## Task to carry out
Render every line of the items below as a JSON list of strings, one string per line, omitting blank lines and leaving the pictures out.

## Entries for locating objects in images
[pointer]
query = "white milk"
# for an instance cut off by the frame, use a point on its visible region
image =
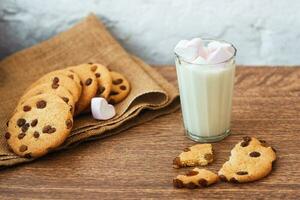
(206, 98)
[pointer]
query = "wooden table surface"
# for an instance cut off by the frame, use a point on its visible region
(138, 162)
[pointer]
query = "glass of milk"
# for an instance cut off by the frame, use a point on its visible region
(205, 75)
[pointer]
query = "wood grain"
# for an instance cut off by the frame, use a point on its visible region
(137, 163)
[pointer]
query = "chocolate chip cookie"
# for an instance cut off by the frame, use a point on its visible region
(120, 88)
(59, 79)
(60, 91)
(43, 123)
(104, 79)
(89, 86)
(199, 154)
(195, 178)
(250, 160)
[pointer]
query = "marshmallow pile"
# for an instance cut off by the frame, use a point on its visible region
(196, 52)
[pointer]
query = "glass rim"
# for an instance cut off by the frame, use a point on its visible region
(210, 40)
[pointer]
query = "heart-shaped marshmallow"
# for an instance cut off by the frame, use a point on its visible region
(214, 45)
(101, 110)
(190, 50)
(219, 55)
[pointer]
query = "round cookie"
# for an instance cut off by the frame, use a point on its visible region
(120, 88)
(195, 178)
(89, 86)
(57, 79)
(60, 91)
(71, 75)
(104, 79)
(43, 124)
(250, 160)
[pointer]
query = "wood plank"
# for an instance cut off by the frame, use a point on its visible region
(137, 163)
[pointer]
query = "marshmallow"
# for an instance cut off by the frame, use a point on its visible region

## Written answer
[
  "[pointer]",
  "query = \"white milk\"",
  "# for an instance cut off by the frame, use a point on its visible region",
  "image =",
  "(206, 98)",
  "[pointer]",
  "query = \"wooden table surface\"",
  "# for an instance cut off by the frame, use a point on its visible region",
  "(138, 162)",
  "[pointer]",
  "query = \"glass of milk\"",
  "# for an instance cut off by the frame, use a point on its visible region",
  "(205, 75)",
  "[pointer]",
  "query = \"wood grain\"",
  "# for an instance cut off by the frame, use a point on its visible region",
  "(137, 163)",
  "[pointer]",
  "query = \"chocolate chip cookie\"",
  "# for an instance cut off by the frame, use a point on its visible region",
  "(120, 88)",
  "(59, 79)",
  "(60, 91)",
  "(43, 123)",
  "(104, 79)",
  "(89, 86)",
  "(199, 154)",
  "(195, 178)",
  "(250, 160)",
  "[pointer]",
  "query = \"marshmallow pile\"",
  "# for an instance cut off by the frame, use a point on its visible region",
  "(196, 52)",
  "[pointer]",
  "query = \"glass rim\"",
  "# for an instance cut off by the frame, use a point on its visible region",
  "(210, 40)",
  "[pointer]",
  "query = \"heart-shaped marshmallow\"",
  "# for an instance cut off by the frame, use a point on its visible region",
  "(214, 45)",
  "(101, 110)",
  "(190, 50)",
  "(219, 55)",
  "[pointer]",
  "query = \"round cookie\"",
  "# for an instance cut off by the frame, use a point on its visible region",
  "(120, 88)",
  "(195, 178)",
  "(89, 86)",
  "(57, 79)",
  "(60, 91)",
  "(71, 75)",
  "(104, 79)",
  "(43, 124)",
  "(250, 160)",
  "[pointer]",
  "query = \"wood plank\"",
  "# for an instance cut off by the frame, use a point on its visible region",
  "(137, 163)",
  "[pointer]",
  "query = \"marshmallow\"",
  "# for an instance cut off by the frame, use a point on its visible region"
]